▶ _PROBLEM DETAILS_: Give again, word for word, each line below starting at the one that contains "Might you point out the sky" and ending at the one that contains "Might you point out the dark doorway".

------ DATA SHOWN

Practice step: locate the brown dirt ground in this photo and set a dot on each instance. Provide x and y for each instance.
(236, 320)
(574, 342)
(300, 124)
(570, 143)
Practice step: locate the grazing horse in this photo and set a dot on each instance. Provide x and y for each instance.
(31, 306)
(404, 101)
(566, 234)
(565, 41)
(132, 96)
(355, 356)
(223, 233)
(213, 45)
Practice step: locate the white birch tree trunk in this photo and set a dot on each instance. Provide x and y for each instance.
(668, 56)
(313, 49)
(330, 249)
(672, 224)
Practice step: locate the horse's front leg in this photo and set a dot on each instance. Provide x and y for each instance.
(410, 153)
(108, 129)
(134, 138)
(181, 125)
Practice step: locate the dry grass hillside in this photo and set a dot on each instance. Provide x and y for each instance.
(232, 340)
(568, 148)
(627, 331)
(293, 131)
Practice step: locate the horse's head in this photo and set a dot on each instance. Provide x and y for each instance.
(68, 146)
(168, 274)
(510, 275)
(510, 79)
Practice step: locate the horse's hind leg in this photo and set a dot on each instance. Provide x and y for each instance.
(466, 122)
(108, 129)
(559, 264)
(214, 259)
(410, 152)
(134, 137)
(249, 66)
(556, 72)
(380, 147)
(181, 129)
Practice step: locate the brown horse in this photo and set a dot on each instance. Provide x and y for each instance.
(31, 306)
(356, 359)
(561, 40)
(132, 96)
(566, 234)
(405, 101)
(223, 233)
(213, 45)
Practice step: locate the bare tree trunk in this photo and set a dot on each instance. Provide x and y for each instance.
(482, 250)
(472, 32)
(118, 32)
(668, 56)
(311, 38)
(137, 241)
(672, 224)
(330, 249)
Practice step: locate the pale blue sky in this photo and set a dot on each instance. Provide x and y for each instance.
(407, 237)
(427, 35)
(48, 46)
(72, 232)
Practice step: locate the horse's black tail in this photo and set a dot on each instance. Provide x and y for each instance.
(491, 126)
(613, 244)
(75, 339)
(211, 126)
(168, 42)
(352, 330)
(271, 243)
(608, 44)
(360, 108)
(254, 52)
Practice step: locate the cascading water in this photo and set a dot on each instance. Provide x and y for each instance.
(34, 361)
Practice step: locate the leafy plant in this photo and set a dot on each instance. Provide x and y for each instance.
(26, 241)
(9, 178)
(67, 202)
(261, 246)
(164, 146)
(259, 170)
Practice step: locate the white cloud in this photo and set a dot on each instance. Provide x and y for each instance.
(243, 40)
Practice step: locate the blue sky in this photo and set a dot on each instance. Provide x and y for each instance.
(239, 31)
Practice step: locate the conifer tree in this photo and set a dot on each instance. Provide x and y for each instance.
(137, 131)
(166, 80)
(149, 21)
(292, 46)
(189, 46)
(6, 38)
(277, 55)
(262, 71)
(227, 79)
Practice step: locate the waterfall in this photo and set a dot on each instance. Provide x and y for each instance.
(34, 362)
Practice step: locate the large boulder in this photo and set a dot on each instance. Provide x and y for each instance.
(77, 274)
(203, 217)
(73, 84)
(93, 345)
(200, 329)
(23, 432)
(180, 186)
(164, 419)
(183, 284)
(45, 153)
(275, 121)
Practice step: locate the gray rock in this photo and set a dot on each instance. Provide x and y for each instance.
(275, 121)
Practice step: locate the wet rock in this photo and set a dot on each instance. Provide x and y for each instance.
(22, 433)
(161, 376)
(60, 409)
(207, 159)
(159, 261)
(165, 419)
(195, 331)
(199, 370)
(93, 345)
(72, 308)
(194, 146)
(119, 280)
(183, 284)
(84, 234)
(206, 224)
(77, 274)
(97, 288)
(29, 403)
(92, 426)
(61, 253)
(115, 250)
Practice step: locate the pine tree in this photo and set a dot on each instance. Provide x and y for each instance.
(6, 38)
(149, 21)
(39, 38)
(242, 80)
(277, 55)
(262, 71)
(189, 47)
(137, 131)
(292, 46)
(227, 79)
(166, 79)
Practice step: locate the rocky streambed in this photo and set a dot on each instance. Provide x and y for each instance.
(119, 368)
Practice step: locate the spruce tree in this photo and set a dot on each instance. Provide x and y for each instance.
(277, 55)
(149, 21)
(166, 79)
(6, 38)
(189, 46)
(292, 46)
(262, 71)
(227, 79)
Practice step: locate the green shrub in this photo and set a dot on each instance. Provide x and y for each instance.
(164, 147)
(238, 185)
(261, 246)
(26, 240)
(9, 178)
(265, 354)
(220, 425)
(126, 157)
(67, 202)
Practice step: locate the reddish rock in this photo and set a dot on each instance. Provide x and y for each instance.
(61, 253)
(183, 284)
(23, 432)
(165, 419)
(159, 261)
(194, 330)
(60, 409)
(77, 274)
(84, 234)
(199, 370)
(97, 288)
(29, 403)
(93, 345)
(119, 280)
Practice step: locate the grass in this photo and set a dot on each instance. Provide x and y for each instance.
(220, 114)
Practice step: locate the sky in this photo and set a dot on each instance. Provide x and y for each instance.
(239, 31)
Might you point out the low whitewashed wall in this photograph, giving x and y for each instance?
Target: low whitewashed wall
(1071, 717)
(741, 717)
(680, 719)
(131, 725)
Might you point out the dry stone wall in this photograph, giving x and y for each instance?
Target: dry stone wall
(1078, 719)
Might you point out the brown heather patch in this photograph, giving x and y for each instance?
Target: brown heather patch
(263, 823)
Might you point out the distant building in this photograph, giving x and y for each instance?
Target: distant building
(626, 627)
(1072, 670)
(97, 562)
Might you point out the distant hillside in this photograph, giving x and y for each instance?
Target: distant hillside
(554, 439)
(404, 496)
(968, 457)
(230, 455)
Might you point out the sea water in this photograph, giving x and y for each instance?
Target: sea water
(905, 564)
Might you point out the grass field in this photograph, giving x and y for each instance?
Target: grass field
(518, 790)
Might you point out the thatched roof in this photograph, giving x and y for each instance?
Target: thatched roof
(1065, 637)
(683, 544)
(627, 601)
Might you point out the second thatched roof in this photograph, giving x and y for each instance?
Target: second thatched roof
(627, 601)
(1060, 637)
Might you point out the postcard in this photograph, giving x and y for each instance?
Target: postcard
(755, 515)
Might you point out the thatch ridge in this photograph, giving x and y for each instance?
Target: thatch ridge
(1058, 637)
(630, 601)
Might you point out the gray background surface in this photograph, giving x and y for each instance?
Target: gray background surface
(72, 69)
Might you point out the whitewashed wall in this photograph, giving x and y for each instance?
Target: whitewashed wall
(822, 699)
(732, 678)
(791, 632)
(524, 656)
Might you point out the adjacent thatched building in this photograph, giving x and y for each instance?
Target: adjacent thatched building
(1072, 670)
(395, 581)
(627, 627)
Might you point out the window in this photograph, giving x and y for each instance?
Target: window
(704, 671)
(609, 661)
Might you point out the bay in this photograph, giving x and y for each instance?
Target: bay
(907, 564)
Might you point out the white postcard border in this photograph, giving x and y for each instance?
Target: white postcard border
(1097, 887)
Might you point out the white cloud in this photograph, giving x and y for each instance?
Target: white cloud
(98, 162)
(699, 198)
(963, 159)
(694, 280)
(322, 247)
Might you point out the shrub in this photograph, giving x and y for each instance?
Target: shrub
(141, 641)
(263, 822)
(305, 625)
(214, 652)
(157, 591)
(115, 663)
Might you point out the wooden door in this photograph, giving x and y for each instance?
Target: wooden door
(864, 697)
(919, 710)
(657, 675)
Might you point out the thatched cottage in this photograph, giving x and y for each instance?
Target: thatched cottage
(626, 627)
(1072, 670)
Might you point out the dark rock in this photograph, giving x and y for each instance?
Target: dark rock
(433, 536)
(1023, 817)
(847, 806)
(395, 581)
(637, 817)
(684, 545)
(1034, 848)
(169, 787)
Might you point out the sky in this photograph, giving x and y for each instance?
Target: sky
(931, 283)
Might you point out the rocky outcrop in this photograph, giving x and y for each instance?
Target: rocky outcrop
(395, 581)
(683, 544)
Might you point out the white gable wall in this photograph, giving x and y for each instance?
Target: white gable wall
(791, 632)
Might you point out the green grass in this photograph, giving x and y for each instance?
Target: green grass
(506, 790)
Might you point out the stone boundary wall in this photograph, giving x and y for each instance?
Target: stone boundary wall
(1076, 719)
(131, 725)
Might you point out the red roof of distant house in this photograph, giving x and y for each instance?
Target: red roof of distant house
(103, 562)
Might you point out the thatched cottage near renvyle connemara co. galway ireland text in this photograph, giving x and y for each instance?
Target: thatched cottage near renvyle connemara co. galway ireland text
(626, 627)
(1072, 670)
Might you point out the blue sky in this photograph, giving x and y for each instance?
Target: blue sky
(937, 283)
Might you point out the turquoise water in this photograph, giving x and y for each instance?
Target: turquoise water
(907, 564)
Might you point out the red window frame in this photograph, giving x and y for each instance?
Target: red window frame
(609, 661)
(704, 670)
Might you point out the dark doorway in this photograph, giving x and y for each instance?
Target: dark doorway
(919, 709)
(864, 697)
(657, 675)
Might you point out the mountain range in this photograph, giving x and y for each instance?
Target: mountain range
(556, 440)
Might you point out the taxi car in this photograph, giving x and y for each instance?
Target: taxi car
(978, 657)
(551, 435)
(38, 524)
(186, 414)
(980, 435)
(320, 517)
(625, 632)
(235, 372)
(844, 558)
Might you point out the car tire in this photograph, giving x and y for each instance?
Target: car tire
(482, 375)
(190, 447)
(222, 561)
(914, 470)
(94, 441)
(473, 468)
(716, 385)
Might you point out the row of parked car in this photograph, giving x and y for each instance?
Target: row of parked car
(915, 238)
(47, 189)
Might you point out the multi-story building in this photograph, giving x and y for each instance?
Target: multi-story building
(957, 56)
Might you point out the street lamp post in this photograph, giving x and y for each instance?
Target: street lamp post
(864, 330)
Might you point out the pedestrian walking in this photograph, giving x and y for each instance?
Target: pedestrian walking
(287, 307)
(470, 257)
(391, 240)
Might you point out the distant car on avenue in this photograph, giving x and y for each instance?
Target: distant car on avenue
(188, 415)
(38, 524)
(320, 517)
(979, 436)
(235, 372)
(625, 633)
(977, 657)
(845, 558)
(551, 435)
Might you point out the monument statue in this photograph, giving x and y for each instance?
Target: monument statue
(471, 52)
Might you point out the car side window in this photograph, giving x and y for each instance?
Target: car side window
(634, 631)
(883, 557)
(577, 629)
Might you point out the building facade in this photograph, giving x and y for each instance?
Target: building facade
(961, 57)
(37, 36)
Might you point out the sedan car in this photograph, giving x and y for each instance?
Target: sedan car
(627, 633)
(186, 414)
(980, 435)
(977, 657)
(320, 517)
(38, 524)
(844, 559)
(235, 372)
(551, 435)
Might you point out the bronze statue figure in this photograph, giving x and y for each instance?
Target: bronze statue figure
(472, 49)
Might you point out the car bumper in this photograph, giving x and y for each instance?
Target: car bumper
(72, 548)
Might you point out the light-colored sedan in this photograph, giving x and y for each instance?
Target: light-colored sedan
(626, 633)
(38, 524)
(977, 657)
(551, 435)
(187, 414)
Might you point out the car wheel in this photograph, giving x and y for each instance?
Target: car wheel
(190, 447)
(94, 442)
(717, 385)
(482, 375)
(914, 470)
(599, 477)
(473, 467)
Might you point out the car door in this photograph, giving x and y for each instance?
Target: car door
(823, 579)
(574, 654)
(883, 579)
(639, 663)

------------

▶ _OUTPUT_:
Might you point out the sky in this photograph, giving x and y for each instance?
Target: sky
(931, 283)
Might you point out the rocky outcrop in this photograph, giving x and y for each instance?
Target: rocky outcrop
(395, 581)
(683, 544)
Might you point out the white gable wall in this photograph, giving x and y for each instance?
Target: white gable wall
(791, 632)
Might you point out the green grass in this photograph, giving x and y for each instance?
Target: green grass
(506, 790)
Might you point out the stone boundary wall in this photograph, giving x and y for each instance?
Target: stone boundary wall
(1076, 719)
(131, 725)
Might you point out the red roof of distant house in this photograph, giving x and y for each instance?
Target: red roof of distant house
(103, 562)
Might you point out the thatched cottage near renvyle connemara co. galway ireland text in this photograph, giving x and y for each instance?
Target: thatched cottage near renvyle connemara co. galway ireland text
(626, 627)
(1072, 670)
Might you point out the blue sky in this photograph, giving x and y for each instance?
Target: blue sky
(937, 283)
Might you point out the turquoise water in this photograph, giving x and y for each instance?
Target: turquoise water
(907, 564)
Might you point out the red window frame in this photograph, giving x and y for each instance?
Target: red window frame
(609, 661)
(704, 670)
Might you point out the dark doorway in this photograph, giving x and y for each instance?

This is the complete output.